**What is needed**
Repeat exactly the lines from the one containing "TARGET = yellow banner" through the last line of the records below, both included, and nothing else.

— BEGIN Excerpted data —

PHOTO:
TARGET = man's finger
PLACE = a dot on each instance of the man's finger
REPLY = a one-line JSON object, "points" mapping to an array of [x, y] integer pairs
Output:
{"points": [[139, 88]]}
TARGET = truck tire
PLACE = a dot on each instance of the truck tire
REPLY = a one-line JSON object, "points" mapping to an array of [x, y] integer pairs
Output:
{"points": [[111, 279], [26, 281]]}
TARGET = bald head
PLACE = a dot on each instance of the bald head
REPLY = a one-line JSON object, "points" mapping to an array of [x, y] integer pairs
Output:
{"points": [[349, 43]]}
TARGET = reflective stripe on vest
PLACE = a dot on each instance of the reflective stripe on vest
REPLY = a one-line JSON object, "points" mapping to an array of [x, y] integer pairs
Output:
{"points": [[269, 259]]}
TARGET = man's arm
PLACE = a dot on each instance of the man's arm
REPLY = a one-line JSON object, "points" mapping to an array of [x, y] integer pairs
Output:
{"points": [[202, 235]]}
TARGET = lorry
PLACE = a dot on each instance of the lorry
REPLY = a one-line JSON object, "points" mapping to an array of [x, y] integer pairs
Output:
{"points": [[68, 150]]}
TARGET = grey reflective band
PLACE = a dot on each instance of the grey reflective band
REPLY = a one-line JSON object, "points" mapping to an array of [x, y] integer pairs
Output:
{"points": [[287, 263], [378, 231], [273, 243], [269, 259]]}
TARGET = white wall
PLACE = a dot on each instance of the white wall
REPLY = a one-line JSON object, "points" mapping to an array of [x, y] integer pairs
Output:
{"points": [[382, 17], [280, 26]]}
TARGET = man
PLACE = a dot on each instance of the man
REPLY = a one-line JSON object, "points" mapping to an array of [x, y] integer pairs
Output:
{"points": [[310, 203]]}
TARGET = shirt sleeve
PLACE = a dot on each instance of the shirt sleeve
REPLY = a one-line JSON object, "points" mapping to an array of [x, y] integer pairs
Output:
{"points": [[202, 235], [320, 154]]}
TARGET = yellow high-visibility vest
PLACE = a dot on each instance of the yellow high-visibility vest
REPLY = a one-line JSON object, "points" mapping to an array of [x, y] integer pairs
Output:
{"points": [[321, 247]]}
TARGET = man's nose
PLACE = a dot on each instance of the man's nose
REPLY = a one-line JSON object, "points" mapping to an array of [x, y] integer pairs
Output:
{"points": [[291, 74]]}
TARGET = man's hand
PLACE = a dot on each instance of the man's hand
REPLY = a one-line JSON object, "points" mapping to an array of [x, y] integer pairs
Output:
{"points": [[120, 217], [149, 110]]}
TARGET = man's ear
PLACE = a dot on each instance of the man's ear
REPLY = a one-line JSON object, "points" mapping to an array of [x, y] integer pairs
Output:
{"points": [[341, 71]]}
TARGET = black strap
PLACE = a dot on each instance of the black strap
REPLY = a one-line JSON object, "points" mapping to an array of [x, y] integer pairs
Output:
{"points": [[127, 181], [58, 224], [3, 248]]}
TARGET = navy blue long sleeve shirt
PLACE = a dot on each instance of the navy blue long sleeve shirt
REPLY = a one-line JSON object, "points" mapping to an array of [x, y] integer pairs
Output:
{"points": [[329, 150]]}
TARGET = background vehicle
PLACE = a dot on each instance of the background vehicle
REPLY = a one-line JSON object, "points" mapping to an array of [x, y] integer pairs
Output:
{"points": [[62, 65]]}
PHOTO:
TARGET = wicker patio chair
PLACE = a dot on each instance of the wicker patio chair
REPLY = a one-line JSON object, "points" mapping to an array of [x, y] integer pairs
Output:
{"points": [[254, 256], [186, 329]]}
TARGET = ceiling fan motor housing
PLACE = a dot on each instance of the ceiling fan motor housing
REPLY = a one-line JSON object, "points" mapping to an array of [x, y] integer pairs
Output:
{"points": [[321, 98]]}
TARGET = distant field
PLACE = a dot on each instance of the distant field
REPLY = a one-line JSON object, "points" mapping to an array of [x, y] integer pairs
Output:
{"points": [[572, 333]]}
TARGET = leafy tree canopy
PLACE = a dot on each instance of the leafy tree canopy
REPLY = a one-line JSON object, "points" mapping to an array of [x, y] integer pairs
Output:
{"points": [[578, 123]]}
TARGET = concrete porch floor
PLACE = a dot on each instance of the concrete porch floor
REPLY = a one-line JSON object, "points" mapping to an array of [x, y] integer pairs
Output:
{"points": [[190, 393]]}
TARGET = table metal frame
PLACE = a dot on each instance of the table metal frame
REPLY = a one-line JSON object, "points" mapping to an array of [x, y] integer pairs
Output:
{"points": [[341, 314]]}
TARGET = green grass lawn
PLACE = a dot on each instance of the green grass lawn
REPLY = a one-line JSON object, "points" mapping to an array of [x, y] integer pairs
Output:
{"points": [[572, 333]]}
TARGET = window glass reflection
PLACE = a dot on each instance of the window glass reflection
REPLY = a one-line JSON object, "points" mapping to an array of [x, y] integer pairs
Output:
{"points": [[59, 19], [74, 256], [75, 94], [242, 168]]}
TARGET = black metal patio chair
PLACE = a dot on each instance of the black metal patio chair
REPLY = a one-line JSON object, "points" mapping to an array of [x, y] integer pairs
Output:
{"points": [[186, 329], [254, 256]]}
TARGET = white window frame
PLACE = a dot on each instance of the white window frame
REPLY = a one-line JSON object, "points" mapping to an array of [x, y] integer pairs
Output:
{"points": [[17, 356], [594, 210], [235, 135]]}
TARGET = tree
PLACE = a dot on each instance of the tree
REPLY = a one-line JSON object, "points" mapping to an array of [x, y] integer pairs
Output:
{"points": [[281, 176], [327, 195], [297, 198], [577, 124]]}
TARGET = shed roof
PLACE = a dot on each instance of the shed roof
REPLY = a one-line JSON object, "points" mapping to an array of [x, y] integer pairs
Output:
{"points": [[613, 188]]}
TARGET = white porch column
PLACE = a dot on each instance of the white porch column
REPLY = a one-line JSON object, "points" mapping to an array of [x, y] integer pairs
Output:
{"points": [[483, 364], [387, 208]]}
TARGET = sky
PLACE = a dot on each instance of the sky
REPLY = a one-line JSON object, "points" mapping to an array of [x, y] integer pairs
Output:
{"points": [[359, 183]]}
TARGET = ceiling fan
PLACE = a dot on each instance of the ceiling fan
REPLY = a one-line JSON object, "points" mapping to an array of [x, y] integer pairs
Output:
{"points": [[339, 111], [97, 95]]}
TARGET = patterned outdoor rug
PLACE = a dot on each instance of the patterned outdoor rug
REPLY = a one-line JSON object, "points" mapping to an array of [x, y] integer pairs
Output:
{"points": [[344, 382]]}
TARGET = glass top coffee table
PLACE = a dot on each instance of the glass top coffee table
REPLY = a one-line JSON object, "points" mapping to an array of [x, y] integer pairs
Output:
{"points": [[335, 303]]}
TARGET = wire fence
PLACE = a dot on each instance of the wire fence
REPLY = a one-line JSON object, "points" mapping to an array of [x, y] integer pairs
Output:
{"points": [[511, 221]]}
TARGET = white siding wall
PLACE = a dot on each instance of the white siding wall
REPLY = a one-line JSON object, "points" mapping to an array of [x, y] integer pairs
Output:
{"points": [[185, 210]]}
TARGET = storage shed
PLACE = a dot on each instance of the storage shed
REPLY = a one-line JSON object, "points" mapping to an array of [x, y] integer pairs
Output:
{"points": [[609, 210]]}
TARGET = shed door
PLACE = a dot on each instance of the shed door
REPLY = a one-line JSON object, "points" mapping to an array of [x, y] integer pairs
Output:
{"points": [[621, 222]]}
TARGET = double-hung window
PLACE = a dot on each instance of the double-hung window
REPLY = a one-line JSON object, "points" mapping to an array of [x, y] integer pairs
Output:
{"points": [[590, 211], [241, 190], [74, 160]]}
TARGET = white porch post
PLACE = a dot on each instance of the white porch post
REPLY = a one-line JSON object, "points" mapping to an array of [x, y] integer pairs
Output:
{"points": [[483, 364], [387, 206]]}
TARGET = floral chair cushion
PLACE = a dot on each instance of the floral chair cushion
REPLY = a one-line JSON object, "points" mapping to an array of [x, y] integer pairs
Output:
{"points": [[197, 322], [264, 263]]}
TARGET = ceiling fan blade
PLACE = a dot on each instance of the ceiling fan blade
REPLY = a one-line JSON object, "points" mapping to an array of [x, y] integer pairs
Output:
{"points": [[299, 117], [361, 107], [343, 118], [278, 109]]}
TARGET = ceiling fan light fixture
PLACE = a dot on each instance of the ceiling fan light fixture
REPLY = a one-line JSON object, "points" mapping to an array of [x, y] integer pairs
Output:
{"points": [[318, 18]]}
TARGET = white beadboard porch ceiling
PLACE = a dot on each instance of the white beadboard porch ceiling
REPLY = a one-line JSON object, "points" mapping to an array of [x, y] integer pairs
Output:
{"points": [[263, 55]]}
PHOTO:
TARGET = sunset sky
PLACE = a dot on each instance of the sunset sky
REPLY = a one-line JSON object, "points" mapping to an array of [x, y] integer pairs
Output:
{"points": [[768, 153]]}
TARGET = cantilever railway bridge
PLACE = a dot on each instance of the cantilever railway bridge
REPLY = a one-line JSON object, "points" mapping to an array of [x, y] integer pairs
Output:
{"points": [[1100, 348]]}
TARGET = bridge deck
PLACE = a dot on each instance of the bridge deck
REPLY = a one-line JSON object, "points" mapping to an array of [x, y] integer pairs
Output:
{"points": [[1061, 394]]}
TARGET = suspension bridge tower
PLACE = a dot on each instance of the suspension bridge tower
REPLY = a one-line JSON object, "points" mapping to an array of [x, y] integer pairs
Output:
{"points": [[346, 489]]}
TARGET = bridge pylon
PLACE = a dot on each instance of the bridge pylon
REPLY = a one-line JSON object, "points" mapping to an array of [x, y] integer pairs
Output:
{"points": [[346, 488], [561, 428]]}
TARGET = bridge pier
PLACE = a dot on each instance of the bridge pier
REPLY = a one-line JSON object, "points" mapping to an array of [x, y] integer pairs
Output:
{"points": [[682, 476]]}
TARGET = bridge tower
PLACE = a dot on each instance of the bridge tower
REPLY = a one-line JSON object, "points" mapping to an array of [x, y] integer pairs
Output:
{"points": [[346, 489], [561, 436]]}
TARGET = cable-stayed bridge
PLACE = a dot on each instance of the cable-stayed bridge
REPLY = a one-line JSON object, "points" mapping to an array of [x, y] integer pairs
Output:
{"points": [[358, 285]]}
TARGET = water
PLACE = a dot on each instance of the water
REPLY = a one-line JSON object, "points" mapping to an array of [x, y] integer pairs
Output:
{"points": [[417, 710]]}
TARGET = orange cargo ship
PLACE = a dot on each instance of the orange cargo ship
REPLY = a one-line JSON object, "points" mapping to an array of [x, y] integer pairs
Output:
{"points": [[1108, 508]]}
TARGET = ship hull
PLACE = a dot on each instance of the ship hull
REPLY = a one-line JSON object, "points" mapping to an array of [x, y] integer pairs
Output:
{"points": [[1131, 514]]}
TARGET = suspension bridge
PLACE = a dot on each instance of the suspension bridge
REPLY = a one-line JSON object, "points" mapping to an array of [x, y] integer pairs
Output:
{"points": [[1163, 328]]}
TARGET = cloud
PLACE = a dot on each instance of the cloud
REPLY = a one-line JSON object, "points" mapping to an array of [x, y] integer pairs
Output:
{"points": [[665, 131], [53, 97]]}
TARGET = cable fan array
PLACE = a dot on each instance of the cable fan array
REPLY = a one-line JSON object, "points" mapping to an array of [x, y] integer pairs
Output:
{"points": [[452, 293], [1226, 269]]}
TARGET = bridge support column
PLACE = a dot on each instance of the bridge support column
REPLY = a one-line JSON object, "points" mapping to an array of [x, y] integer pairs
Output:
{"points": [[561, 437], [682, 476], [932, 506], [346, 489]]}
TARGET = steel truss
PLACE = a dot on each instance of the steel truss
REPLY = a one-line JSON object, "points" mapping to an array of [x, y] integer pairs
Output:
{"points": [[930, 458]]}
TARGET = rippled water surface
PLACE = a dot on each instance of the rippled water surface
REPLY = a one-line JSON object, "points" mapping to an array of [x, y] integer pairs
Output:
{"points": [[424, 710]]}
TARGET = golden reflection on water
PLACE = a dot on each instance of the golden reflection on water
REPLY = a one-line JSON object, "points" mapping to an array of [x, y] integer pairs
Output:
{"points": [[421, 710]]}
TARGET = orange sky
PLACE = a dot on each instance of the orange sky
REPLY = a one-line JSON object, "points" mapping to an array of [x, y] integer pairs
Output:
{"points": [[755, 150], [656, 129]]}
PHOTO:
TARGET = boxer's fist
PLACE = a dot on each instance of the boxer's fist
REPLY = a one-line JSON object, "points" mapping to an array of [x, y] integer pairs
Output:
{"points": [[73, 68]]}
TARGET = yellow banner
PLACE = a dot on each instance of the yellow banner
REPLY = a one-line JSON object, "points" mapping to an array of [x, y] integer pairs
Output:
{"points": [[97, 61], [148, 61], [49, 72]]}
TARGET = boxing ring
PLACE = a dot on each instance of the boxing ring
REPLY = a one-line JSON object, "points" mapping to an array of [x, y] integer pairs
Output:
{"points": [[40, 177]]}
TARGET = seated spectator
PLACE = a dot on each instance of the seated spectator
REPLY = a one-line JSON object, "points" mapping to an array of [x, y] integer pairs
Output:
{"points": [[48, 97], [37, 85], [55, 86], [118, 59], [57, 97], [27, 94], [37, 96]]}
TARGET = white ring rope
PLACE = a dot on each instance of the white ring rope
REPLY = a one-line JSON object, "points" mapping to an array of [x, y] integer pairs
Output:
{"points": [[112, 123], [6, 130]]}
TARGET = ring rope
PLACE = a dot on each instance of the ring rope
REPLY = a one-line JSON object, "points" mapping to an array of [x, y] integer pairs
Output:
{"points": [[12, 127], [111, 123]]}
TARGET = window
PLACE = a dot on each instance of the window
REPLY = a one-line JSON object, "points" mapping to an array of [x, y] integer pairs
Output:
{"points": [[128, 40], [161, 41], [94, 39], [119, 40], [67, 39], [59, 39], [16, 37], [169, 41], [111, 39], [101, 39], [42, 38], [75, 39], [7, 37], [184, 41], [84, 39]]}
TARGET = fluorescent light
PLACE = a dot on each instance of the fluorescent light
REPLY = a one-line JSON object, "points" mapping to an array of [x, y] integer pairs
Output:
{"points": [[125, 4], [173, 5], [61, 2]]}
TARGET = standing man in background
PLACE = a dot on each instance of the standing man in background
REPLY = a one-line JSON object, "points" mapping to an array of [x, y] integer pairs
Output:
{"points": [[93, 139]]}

— END Excerpted data —

**Full response**
TARGET = yellow banner
PLACE = a dot on each instance of the yellow banner
REPLY = a one-line JSON object, "points" mapping to an array of [x, y] integer pairs
Output:
{"points": [[97, 61], [148, 61], [49, 72]]}
TARGET = boxing ring
PLACE = a dot on each instance of the boxing ring
REPLY = a one-line JSON object, "points" mapping to an array of [x, y] integer pairs
Output:
{"points": [[40, 177]]}
TARGET = seated spectator
PLACE = a dot on each instance of the seated spectator
REPLY = a one-line JSON object, "points" mapping to an array of [x, y] integer pairs
Output:
{"points": [[48, 97], [37, 85], [55, 86], [118, 59], [57, 97], [27, 94], [37, 96]]}
TARGET = white ring rope
PLACE = a dot on each instance of the white ring rope
REPLY = a one-line JSON object, "points" mapping to an array of [x, y] integer pairs
Output:
{"points": [[112, 123], [6, 130]]}
TARGET = ring rope
PLACE = a dot on each instance of the ring rope
REPLY = a one-line JSON object, "points" mapping to an array of [x, y] integer pairs
Output:
{"points": [[12, 127], [111, 123]]}
TARGET = window
PLACE = a dot on each instance of the window
REPLY = a one-line JSON object, "points" mapping to an array of [x, y] integer pairs
Output:
{"points": [[128, 40], [161, 41], [94, 39], [119, 40], [67, 39], [59, 39], [16, 37], [169, 41], [111, 39], [101, 39], [42, 38], [75, 39], [7, 37], [184, 41], [84, 39]]}
TARGET = fluorescent light
PLACE = a dot on each instance of the fluorescent light
REPLY = a one-line JSON object, "points" mapping to an array of [x, y] integer pairs
Output:
{"points": [[125, 4], [173, 5], [61, 2]]}
TARGET = standing man in background
PLACE = a dot on each instance of the standing man in background
REPLY = a one-line JSON object, "points" mapping to an array of [x, y] integer pairs
Output:
{"points": [[93, 139]]}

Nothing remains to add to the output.